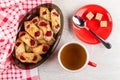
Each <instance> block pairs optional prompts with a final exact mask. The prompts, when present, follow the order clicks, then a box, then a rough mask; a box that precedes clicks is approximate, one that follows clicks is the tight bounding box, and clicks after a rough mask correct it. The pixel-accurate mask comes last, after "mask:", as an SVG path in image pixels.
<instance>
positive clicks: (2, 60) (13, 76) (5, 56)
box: [0, 0, 52, 80]
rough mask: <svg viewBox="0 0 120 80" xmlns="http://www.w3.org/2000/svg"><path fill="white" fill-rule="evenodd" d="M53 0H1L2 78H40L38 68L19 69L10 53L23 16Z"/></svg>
mask: <svg viewBox="0 0 120 80" xmlns="http://www.w3.org/2000/svg"><path fill="white" fill-rule="evenodd" d="M51 2H52V0H0V80H39V77H38V68H34V69H30V70H22V69H19V68H18V67H16V66H15V65H14V64H12V61H11V56H10V55H11V53H12V51H13V47H14V42H15V38H16V35H17V28H18V24H19V21H20V20H21V19H22V17H24V16H25V14H26V13H27V12H28V11H30V10H31V9H32V8H34V7H36V6H38V5H40V4H43V3H51ZM33 73H34V74H33Z"/></svg>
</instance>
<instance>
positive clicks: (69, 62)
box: [60, 43, 87, 70]
mask: <svg viewBox="0 0 120 80" xmlns="http://www.w3.org/2000/svg"><path fill="white" fill-rule="evenodd" d="M60 58H61V62H62V64H63V65H64V66H65V67H66V68H68V69H70V70H76V69H79V68H81V67H82V66H83V65H84V64H85V62H86V58H87V55H86V51H85V49H84V48H83V47H82V46H80V45H78V44H74V43H73V44H69V45H67V46H66V47H64V48H63V50H62V51H61V55H60Z"/></svg>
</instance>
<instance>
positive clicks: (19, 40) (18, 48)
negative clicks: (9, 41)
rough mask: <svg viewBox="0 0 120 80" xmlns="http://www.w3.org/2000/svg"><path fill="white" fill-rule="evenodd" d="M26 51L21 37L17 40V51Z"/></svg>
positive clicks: (16, 51)
mask: <svg viewBox="0 0 120 80" xmlns="http://www.w3.org/2000/svg"><path fill="white" fill-rule="evenodd" d="M18 52H19V53H21V52H25V47H24V42H23V41H22V40H20V39H19V38H18V39H17V40H16V42H15V53H18Z"/></svg>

+--

Exactly as they stand, set down the lines from the start of the material through the line with "box: [0, 0, 52, 80]", both ends included, omitting the pictures.

Answer section -
Each <instance> block pairs optional prompts with a final exact mask. The prompts, when present, follow the order clicks, then a box, then a rough mask; a box that precedes clicks is approximate, one that follows clicks is the tight bounding box, and clicks after a rough mask correct it. The pixel-accurate mask comes last, after "mask:", as an SVG path in image pixels.
<instance>
positive clicks: (2, 60) (13, 76) (5, 56)
box: [0, 0, 52, 80]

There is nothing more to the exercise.